# Start of RECORDS FOR THIS TASK

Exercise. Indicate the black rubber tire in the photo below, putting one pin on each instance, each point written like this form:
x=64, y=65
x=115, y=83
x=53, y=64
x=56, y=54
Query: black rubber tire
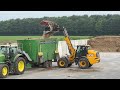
x=16, y=71
x=50, y=63
x=84, y=62
x=62, y=60
x=90, y=65
x=46, y=64
x=69, y=65
x=1, y=67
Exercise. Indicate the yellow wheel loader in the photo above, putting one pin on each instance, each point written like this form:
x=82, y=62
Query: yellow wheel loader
x=82, y=56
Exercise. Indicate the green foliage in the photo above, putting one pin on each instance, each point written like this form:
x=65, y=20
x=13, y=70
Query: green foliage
x=76, y=25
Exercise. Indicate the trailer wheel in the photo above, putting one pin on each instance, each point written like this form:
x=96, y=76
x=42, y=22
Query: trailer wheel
x=20, y=66
x=62, y=62
x=83, y=63
x=4, y=70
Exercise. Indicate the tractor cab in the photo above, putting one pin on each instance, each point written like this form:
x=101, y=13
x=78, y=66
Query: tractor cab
x=82, y=50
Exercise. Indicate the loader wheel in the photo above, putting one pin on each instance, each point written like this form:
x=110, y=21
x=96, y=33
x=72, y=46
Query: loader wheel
x=69, y=65
x=4, y=70
x=83, y=63
x=20, y=66
x=62, y=63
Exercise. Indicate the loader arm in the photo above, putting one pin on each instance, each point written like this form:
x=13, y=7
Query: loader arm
x=70, y=46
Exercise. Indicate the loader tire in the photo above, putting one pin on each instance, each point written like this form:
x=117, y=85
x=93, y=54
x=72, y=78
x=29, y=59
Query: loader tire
x=62, y=63
x=19, y=66
x=4, y=70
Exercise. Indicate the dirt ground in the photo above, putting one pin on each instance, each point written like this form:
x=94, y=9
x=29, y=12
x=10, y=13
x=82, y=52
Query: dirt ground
x=108, y=68
x=105, y=43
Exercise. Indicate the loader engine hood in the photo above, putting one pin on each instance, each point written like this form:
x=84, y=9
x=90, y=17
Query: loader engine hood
x=2, y=58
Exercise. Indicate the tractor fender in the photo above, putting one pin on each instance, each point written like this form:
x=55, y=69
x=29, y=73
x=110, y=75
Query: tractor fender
x=18, y=55
x=23, y=54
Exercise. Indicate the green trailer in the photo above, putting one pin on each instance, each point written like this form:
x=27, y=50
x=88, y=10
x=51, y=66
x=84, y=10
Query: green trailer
x=27, y=54
x=39, y=52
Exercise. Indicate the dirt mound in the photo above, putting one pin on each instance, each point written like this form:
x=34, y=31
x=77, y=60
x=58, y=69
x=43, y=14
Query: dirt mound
x=105, y=43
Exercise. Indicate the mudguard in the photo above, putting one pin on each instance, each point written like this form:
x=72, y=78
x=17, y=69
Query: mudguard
x=23, y=54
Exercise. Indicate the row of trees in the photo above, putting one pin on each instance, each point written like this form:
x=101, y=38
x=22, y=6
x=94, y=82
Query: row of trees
x=76, y=25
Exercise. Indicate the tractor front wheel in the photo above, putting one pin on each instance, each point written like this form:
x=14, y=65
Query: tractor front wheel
x=20, y=66
x=4, y=70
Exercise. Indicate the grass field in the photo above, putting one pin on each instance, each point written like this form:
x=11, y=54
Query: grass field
x=12, y=39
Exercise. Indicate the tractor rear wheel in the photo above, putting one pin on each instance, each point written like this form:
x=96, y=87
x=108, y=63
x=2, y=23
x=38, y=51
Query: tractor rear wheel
x=83, y=63
x=90, y=65
x=46, y=64
x=4, y=70
x=20, y=66
x=69, y=65
x=62, y=63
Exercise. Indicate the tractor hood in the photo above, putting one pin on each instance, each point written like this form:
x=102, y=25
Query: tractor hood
x=2, y=58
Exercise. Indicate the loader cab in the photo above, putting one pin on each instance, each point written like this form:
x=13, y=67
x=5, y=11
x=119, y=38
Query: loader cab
x=82, y=50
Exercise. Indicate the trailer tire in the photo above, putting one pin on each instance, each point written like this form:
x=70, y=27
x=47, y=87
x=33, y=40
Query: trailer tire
x=4, y=70
x=19, y=66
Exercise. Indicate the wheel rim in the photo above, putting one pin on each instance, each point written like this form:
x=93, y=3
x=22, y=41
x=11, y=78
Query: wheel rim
x=83, y=63
x=21, y=66
x=62, y=63
x=4, y=71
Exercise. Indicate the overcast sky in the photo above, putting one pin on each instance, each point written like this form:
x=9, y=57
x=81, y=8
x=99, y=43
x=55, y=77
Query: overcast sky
x=6, y=15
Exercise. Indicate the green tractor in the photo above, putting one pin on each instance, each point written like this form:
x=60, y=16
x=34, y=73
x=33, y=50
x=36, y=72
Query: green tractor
x=27, y=54
x=10, y=62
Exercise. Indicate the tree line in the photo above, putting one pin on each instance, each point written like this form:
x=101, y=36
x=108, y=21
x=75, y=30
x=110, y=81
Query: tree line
x=76, y=25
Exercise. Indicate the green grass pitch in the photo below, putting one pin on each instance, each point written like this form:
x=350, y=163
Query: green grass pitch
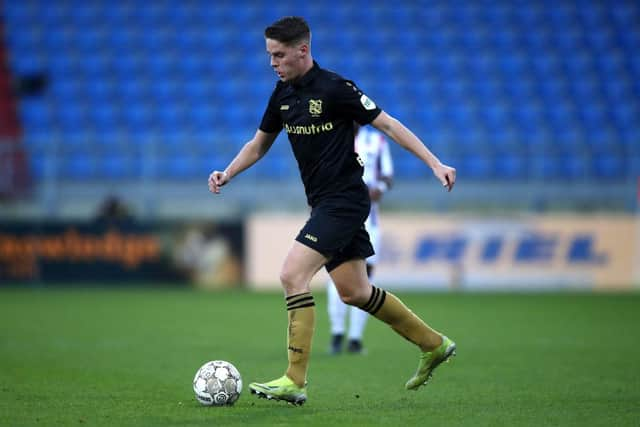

# End of RECORDS FOR THIS TASK

__REQUIREMENTS__
Quote all of the data above word for word, leaving out the pictures.

__RESPONSE TO THIS EXERCISE__
Exercise. Indicate the black rubber tire in the photo below, putting one pin on each instance, each point written like this form:
x=64, y=65
x=115, y=83
x=53, y=64
x=56, y=54
Query: black rubber tire
x=16, y=71
x=50, y=63
x=84, y=62
x=62, y=60
x=90, y=65
x=46, y=64
x=69, y=65
x=1, y=67
Exercise. Indicate the yellow wheel loader in the photo above, putting one pin on each instance, each point written like this form:
x=82, y=62
Query: yellow wheel loader
x=82, y=56
Exercise. Indicate the green foliage in the photo above, putting one pin on each instance, each point written like this form:
x=65, y=20
x=13, y=70
Query: green foliage
x=76, y=25
Exercise. Indicate the trailer wheel in the photo above, putting one pin on each instance, each point written like this form:
x=96, y=76
x=42, y=22
Query: trailer wheel
x=20, y=66
x=62, y=62
x=83, y=63
x=4, y=70
Exercise. Indicate the tractor cab in the photo above, putting one pin on each instance, each point written like this form:
x=101, y=13
x=78, y=66
Query: tractor cab
x=82, y=50
Exercise. Indicate the loader wheel in the photo above, putting one pin on each instance, each point written like this form:
x=110, y=21
x=96, y=33
x=72, y=46
Query: loader wheel
x=69, y=65
x=4, y=70
x=83, y=63
x=20, y=66
x=62, y=63
Exercise. Indicate the loader arm in the photo above, putting one pin on each instance, each point written like this form:
x=13, y=7
Query: loader arm
x=70, y=46
Exercise. Indicate the loader tire in the photo above, putting one pin on each instance, each point written like this form:
x=117, y=85
x=93, y=54
x=72, y=78
x=29, y=59
Query: loader tire
x=62, y=63
x=19, y=66
x=4, y=70
Exercise. Indicate the dirt ground in the photo above, putting one pin on each instance, each point written like this form:
x=94, y=9
x=29, y=12
x=10, y=13
x=82, y=52
Query: dirt ground
x=108, y=68
x=105, y=43
Exercise. Indicate the loader engine hood in the photo above, putting one pin on each instance, each point written like this form:
x=84, y=9
x=90, y=17
Query: loader engine hood
x=2, y=58
Exercise. Indicate the tractor fender in the photo above, putting one pin on each instance, each point written like this form:
x=55, y=69
x=29, y=73
x=110, y=75
Query: tractor fender
x=18, y=55
x=23, y=54
Exercise. Indicate the green trailer in the photo above, putting one pin on each instance, each point written like this form:
x=27, y=50
x=88, y=10
x=51, y=66
x=84, y=10
Query: green trailer
x=27, y=54
x=39, y=52
Exercise. Indicate the dirt mound in the photo above, putting one pin on each instance, each point written like this form:
x=34, y=31
x=77, y=60
x=58, y=69
x=43, y=14
Query: dirt mound
x=105, y=43
Exercise. Indicate the mudguard in the photo above, putting one pin on each instance, each point written like this form:
x=72, y=78
x=17, y=69
Query: mudguard
x=23, y=54
Exercise. Indicate the row of trees in the photo above, putting one pin on each instance, each point written like this form:
x=101, y=38
x=22, y=6
x=94, y=82
Query: row of trees
x=76, y=25
Exercise. Indicate the tractor front wheel in the photo above, putting one pin on each instance, each point written like this form:
x=14, y=65
Query: tractor front wheel
x=20, y=66
x=4, y=70
Exercise. Indicate the grass field in the photo above, putting one pin on each instance, each point written like this form:
x=11, y=54
Query: grass field
x=12, y=39
Exercise. Indicate the tractor rear wheel in the photo above, putting one pin on each instance, each point written like this form:
x=96, y=87
x=108, y=63
x=2, y=23
x=38, y=51
Query: tractor rear wheel
x=83, y=63
x=90, y=65
x=46, y=64
x=4, y=70
x=20, y=66
x=69, y=65
x=62, y=63
Exercise. Indicate the tractor hood in the photo above, putting one pin on each instance, each point written like this form:
x=102, y=25
Query: tractor hood
x=2, y=58
Exercise. Indicate the loader cab in the photo above, putting one pin on each instance, each point written like this form:
x=13, y=67
x=5, y=11
x=119, y=38
Query: loader cab
x=82, y=50
Exercise. Indicate the trailer tire in the photo above, putting one pin on each instance, each point written like this form:
x=70, y=27
x=47, y=87
x=33, y=40
Query: trailer tire
x=4, y=70
x=19, y=66
Exercise. Indicate the wheel rim in the photo above, putting one pin on each instance, each point written like this form:
x=93, y=3
x=22, y=41
x=11, y=78
Query: wheel rim
x=83, y=63
x=21, y=66
x=62, y=63
x=4, y=71
Exercise. Indicate the overcast sky in the photo above, putting one pin on each instance, each point written like this form:
x=9, y=57
x=81, y=8
x=99, y=43
x=55, y=77
Query: overcast sky
x=6, y=15
Exercise. Indicate the green tractor in the photo above, putting one pin on each instance, each point written like this form:
x=60, y=16
x=34, y=73
x=33, y=50
x=36, y=72
Query: green tractor
x=27, y=54
x=10, y=62
Exercise. Indicate the tree line in the photo above, putting one pin on each instance, each point written like this form:
x=101, y=36
x=108, y=21
x=75, y=30
x=110, y=81
Query: tree line
x=76, y=25
Exercise. Indicate the green grass pitch in the photo below, putting one pin on each instance, each point written like this form:
x=350, y=163
Query: green grass pitch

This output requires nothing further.